My team at work has recently been playing with chatbots, trying to understand the technology available, how to use it, and the most appropriate places to use one.
Chatbot technology
Chatbots tend to have at least two pieces: a framework for the bot logic itself and channels where the bot interacts with users. Many frameworks have supported channels and APIs that allow custom connections to unsupported channels.
A third piece common, but not required, is artificial intelligence. A common one is Natural Language Processors (NLP), which takes text and pulls intents and values according to some machine learning, but there are others for speech analysis, parsing FAQ-style data for conversational questioning and answering, and more.
We surveyed the landscape and found lots of products in the chatbot space, many that blur the edges between the framework, channel, and artificial intelligence pieces. A sampling of the pieces we found are:
- BotKit
- Amazon Lex
- IBM Watson
- Facebook Wit
- Google DialogFlow
- Microsoft Bot Framework
- Microsoft LUIS
- Microsoft QnA Maker
- Microsoft Text Analytics API
- Microsoft Bing Spell check
- Microsoft Bing Speech API
- Microsoft Bing Web Search API
Our team settled on Microsoft Bot Framework for the framework and Microsoft LUIS for the NLP. We're a Microsoft environment, so these were natural extensions of the products and services we already use.
Things that are easy
After spending some time trying to build some concrete solutions with chatbots, we discovered a few things that are easy to do:
- Workflows with discrete steps. Any user path that has sequential, distinct steps is straightforward with Microsoft DialogFlow. It has a prompts for different types of data, state management, and input validation all out of the box.
======
Extend the account of the team's chatbot trials, starting after its last sentence and keeping the same first-person technical voice.

(Supplied information)
======
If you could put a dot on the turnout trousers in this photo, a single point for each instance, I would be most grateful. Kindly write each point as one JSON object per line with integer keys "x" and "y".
======
(Exercise answer)
- FAQ. Microsoft's QnA Maker makes quick work of any kind of FAQ-style data source, and then uses machine learning to allow the chat bot to handle natural language questions and return relevant answers.
- Discerning general intent. With LUIS, figuring out, broadly, what the user is wanting to do is easy.
- Handling common tasks that have a concrete action. Any time you can say "when the user says something along the lines of [x], do [y]" is easy.
Things that are hard
Outside of the easy things, there are many things that we want to do, but are hard:
- Context switching. Let's say a user is in the middle of a DialogFlow, one of the easy things, but they respond with something that indicates they want to do something else. What happens here? Do you make them finish the DialogFlow? Do you cancel the DialogFlow and lose all of their progress? Do you save the state and return them to it when they're done with the interruption? Do you ask if they want to return when they're done? The hard part here is that there isn't a best approach, all of these could be viable options depending on the user and their context.
- State management. Our natural conversations are full of micro-state changes. We talk about something, that leads to something else, which then goes back to a previous comment. Tracking the state that matters versus the state that doesn't is hard.
- Revising intent. Part of state management, anytime the user has sent a message that has intent, but then wants to revise that intent in a follow up message, this is hard!
- Natural Language Processing of items with small differences. LUIS is impressive and gives you a lot right out of the box, but training it to differentiate between similar but different intents is difficult.
- Any tasks that require analysis or nuance. Chatbots cannot replace humans. Anything that requires a human to analyze or understand the intent cannot be done with a chatbot (obviously, right?).
Early conclusions
We're still at the beginning of this whole thing, but some conclusions stand out already. Chatbots are good at handling common, easily understood tasks. As a front-line for customer service, or as a different interaction model around a knowledge base, they can offer users a new, and perhaps better, way of getting the information they need. That's what we're keeping an eye out for: user interactions that currently require a person to deliver a concrete answer or solution to a concrete question.